*Required task 1:*
Decide whether each statement below agrees with the passage on the BlackBerry Z10's camera, answering yes or no and quoting the words that settle it: (a) the Z10's main camera has a 13-megapixel sensor; (b) the Z10 lacks an optical image stabilization system; (c) BlackBerry quotes the lens's focal length equivalent as 31mm.
*Required task 2:*
Pick up the passage on the BlackBerry Z10's camera after its last sentence and keep writing it.

*Page:*
The Z10's main camera captures 8-megapixel images which was the standard pixel-count in last year's top end devices but looks a little underwhelming next to the 13MP sensors on 2013 flagship phones such as the Sony Xperia Z, Samsung Galaxy S4 or ZTE Grand S. However, considering most smartphone images are shared and/or edited at smaller sizes the Blackberry's 8MP are probably enough for most users and with its F2.2 lens the Canadian manufacturer follows the trend towards faster lenses on high-end handsets. The Blackberry's lens lets in a hair less light than the fastest F2.0 lenses, but the real-world difference is minimal. However, unlike some of the top-end competition, such as the Nokia Lumia 920 or the brand new HTC One, the Z10 does not come with an optical image stabilization system.

BlackBerry doesn’t quote the lens’s focal length equivalent, but in the EXIF data it is reported as 31mm equivalent. We’ve seen a general trend towards wider angle lenses on phones with quite a few 28mm-equivalents on the market. The thinking seems to be that people want to pack more into their shots, but the “best” focal length will vary according to a photographer’s preference. If you take a lot of portraits with your phone, a slightly longer focal length may work better.

*Data extract:*
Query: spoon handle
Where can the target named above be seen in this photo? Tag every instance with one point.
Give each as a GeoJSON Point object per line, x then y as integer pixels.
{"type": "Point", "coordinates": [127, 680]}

*Expected output 1:*
(a) No: "The Z10's main camera captures 8-megapixel images"
(b) Yes: "the Z10 does not come with an optical image stabilization system"
(c) No: "BlackBerry doesn’t quote the lens’s focal length equivalent"

*Expected output 2:*
The camera is mounted in the top corner, so you need to be a little careful to keep your fingers out of the frame.

The Z10’s camera and flash are located in the far top corner which makes it easy to get your fingers in the way when holding the device in landscape orientation.

The surprising lack of any hardware buttons on the front of the phone (mechanical or capacitive) stems from BB10’s gesture-based interface and means all attention is on the screen. At 4.2 inches, it’s on the smaller side by today’s pocket-IMAX standards, but it’s plenty big. The 1280 x 768 resolution works out to a very fine 356 pixels per inch at this size, a density higher than Apple’s Retina displays. It renders pictures and text tack sharp and remains visible in bright sun. 

The Z10’s design is conservative but elegant, especially in the old-guard black option. It’s also available in white, which we suppose is the new black. With its matte rubber back, neither one will look too flashy in your hand when taking a picture. 

 Apart from the power button on top of the device the volume rockers on the right are the only physical controls on the Z10.
 On the left you'll find two connectors - the familiar Mirco-USB port for charging and data transfer is placed next to a Micro-HDMI connector.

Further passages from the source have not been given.